Brief A:
In the forum discussion about compiling other languages to Rust, what do Javascript and Java lack that keeps their methods and variables from mapping directly to Rust?
Brief B:
Pick up the forum discussion about compiling other languages to Rust after its final sentence and carry it further.

Page:
◆ ◆ ◆ ◆ ◆

Can you give an example of when language semantics are so different from Rust that it would be difficult to do this kind of thing? When I wrote this article, I was thinking major languages: Javascript, Java, Matlab, etc. and to my mind they all are suitable for compiling to Rust. Granted, I don't know the Java specification or its internals, I'm not claiming right now that everything specified by the JVM can definitely get ported to Rust, but moreso the general ideas behind the languages.

Rust has a unique design that would be rather difficult to map other languages efficiently to, unless you simply used it as as complicated assembly language, in which case why not just use LLVM?

Most obviously you cannot map Javascript or Java methods or variables directly to Rust because these languages don't have anything like the borrow checker. You could come up with a way to work around that, but then why target Rust at all?

I think there's a deeper problem with your proposal though, which is - why? I know you try and answer that in the article but I found it unconvincing. The JVM was explicitly designed to solve the problem you're trying to solve, as you clearly know, so a good starting point would be to much more thoroughly analyse why you aren't satisfied with it.

◆ ◆ ◆ ◆ ◆

Data:
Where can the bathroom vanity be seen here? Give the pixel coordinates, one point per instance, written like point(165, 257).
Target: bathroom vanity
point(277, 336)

◆ ◆ ◆ ◆ ◆

Right answer A:
They lack anything like Rust's borrow checker.

Right answer B:
You say you have to "shoulder the runtime overhead of a garbage collector" but then name lots of languages you want to compile to Rust, all of which assume and require the presence of a garbage collector. Then later you talk about needing a good GC written in Rust. Well ... why? If you're gonna have to provide a GC anyway for practically every modern language, then the runtime overhead of this will be paid no matter what.

Having studied the JVM quite extensively, I don't see much in it that's obviously wrong or could be done wildly better, but I see a lot that's done right. If you re-walk that path, you will probably end up reinventing the wheel.

> Rust has a unique design that would be rather difficult to map other languages efficiently to...

With regards to efficiency, a "unique design" is of little direct consequence; we are always mapping from one very different language to another, since assembly bears ultimately little resemblance to Java or Ruby or Haskell.

A language can be a bad compile target but that has more to do with runtime restrictions. For example, it's hard to build command line tools that start quickly if you target the JVM. Compacting GC can make interop with other languages hard (since objects get moved around). But Rust doesn't come with abstractions or an execution model that are any more heavy weight than C++ (which is no way a bad language for implementing interpreters or compilers, and has even served as a compile target on occasion); in fact it is a more conservative extension of C than C++ is.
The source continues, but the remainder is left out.